[Task prompt]
Take the line containing "wooden fence, the" in the listing below and copy it, along with every line after it, without alteration.

[Given data]
=-=-=

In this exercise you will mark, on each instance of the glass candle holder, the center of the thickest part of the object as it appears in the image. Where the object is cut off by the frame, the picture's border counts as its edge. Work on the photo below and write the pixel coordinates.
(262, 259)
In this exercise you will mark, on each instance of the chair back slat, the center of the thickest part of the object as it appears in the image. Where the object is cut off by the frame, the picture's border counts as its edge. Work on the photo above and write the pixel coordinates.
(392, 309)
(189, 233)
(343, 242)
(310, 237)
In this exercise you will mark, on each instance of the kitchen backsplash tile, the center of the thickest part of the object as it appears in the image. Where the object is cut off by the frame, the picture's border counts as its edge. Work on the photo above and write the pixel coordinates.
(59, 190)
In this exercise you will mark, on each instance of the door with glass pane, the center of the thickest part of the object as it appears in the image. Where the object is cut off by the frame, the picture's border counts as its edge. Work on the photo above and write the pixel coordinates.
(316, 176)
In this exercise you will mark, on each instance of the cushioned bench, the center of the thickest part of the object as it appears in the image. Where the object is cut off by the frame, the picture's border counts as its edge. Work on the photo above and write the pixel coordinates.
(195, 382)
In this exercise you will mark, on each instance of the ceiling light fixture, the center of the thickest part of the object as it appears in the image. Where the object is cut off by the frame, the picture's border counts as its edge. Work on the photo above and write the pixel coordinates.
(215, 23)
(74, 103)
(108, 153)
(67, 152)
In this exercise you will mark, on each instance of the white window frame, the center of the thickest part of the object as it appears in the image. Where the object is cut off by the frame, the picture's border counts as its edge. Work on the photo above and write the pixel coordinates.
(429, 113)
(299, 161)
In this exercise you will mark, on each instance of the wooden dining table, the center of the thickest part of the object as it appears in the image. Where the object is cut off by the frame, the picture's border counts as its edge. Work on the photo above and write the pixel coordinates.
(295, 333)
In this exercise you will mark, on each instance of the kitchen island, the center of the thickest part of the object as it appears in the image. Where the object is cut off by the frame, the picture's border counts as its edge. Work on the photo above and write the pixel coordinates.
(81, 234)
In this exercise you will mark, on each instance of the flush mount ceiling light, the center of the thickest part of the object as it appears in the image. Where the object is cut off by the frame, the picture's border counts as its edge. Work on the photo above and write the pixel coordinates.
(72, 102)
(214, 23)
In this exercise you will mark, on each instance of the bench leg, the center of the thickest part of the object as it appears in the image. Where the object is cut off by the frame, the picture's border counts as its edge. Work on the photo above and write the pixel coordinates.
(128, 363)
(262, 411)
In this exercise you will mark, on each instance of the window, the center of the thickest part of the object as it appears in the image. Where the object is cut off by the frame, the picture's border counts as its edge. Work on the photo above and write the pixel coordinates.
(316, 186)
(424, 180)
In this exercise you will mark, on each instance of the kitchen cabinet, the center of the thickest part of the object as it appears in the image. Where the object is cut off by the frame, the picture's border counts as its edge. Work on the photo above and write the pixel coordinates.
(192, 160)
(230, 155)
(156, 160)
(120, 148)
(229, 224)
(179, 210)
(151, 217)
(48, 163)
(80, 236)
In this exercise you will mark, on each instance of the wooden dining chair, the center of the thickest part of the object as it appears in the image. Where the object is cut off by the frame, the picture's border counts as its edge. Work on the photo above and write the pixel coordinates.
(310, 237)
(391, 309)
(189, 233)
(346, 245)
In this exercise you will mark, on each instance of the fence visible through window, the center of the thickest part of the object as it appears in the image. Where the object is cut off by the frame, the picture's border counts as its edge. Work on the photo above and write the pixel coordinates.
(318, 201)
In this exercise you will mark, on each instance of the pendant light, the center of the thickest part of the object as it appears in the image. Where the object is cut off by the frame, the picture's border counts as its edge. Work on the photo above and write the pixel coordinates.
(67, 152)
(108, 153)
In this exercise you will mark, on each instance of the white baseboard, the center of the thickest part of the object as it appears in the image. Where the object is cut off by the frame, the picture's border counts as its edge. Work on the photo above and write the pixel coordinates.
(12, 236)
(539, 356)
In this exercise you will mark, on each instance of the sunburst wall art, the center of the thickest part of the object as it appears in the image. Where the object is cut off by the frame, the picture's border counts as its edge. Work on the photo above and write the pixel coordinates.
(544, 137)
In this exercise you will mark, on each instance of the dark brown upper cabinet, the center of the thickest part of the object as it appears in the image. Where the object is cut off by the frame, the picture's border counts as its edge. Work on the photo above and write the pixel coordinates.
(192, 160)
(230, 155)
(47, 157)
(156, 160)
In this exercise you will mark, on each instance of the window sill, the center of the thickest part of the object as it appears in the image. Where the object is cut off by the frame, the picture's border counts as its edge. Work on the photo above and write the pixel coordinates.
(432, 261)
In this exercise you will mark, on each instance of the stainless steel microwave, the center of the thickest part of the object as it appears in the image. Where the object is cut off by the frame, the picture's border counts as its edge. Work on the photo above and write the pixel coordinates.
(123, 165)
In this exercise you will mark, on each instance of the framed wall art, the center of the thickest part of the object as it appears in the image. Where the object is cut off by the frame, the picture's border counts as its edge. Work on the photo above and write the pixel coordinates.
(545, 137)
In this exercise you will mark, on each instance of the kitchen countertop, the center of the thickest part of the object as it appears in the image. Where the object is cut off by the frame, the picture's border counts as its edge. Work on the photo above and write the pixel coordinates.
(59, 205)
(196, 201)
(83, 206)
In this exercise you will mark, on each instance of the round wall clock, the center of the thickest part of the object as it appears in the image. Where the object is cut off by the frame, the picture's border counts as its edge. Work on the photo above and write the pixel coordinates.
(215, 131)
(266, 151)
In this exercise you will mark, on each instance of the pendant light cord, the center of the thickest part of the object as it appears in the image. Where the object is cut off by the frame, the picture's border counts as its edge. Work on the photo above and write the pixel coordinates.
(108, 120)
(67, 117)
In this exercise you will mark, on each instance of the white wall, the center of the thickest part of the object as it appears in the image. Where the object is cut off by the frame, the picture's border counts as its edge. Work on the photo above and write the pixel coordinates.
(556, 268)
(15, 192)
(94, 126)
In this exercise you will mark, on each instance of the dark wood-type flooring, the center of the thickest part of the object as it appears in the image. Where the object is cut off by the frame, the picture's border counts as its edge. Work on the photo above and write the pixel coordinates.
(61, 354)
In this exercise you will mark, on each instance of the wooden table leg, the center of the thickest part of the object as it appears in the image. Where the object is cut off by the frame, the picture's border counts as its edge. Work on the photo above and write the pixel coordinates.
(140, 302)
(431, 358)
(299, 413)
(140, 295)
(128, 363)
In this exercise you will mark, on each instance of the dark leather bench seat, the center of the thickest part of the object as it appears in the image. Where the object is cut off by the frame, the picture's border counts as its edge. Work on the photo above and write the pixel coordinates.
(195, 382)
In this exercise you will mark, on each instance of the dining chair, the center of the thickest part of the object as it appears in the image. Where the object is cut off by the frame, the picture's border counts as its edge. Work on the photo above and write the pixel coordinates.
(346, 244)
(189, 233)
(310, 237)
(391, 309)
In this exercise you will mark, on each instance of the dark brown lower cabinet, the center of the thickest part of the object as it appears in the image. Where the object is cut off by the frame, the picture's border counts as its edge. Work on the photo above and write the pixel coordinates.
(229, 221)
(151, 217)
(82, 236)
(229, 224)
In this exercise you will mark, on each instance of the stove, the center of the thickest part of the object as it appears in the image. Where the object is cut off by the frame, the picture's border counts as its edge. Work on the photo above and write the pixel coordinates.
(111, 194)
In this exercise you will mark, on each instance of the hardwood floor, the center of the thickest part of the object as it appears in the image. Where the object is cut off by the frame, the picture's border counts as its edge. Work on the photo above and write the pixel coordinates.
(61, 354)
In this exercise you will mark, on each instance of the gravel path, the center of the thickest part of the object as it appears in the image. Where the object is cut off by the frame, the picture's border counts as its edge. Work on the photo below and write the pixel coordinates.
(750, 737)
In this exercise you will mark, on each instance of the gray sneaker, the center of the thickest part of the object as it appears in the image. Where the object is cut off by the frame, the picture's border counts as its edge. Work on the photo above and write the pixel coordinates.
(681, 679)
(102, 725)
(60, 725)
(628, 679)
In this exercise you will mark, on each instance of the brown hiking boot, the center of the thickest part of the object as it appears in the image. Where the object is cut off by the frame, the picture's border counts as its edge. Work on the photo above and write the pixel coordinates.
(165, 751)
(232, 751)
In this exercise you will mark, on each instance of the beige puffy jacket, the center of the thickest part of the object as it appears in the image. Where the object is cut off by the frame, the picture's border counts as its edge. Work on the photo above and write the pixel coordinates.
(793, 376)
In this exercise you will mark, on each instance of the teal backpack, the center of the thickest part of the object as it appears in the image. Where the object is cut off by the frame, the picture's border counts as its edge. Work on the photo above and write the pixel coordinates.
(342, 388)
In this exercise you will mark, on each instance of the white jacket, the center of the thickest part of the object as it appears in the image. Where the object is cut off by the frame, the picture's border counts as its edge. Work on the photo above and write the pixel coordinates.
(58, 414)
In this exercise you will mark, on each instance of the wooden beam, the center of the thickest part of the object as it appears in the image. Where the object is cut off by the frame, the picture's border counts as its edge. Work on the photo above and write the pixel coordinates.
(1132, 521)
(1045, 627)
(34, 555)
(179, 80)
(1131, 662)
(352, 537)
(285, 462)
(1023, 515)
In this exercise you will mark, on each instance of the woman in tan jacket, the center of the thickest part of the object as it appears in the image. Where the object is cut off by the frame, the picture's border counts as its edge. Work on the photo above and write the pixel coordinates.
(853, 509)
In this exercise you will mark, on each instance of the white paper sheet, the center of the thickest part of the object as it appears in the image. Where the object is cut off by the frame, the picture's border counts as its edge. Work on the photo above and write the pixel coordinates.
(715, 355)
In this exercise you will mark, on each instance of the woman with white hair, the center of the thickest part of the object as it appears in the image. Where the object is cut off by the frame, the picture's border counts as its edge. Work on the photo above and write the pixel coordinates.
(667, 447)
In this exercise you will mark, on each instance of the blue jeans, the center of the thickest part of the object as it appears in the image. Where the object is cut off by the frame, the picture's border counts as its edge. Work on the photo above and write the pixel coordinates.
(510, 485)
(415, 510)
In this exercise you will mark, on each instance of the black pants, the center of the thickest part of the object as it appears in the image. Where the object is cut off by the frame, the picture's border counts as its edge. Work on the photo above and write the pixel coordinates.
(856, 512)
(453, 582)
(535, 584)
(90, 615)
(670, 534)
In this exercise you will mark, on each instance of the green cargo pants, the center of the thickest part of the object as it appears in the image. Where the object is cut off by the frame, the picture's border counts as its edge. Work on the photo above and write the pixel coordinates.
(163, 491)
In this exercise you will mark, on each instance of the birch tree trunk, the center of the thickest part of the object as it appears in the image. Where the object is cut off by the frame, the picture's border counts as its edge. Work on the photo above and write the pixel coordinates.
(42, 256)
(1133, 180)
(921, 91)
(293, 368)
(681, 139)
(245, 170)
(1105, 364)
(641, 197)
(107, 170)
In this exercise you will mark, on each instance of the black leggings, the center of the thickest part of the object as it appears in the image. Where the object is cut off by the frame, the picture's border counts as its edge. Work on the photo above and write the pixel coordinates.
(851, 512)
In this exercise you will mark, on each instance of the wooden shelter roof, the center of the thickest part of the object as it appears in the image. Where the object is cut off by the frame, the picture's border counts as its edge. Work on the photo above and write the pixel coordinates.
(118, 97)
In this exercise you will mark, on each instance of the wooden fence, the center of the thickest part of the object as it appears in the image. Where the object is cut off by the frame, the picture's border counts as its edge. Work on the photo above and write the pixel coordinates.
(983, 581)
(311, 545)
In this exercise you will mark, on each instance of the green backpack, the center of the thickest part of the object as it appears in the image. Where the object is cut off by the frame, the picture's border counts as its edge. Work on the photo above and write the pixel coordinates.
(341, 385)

=-=-=

[Completed task]
In this exercise you will mark, on each instance of the wooden fence, the center of the thickest part of the object as it appears in the image. Where the object is cut off by the frame, the picture's border counts as its edge. Work on the photo above and write the pixel coordinates.
(983, 581)
(311, 545)
In this exercise you will mark, on each instance of the green backpack, the center of the thickest part of the object as it appears in the image. Where the object is cut off by the frame, the picture's border counts as its edge. Work on the photo above and write the pixel coordinates.
(341, 385)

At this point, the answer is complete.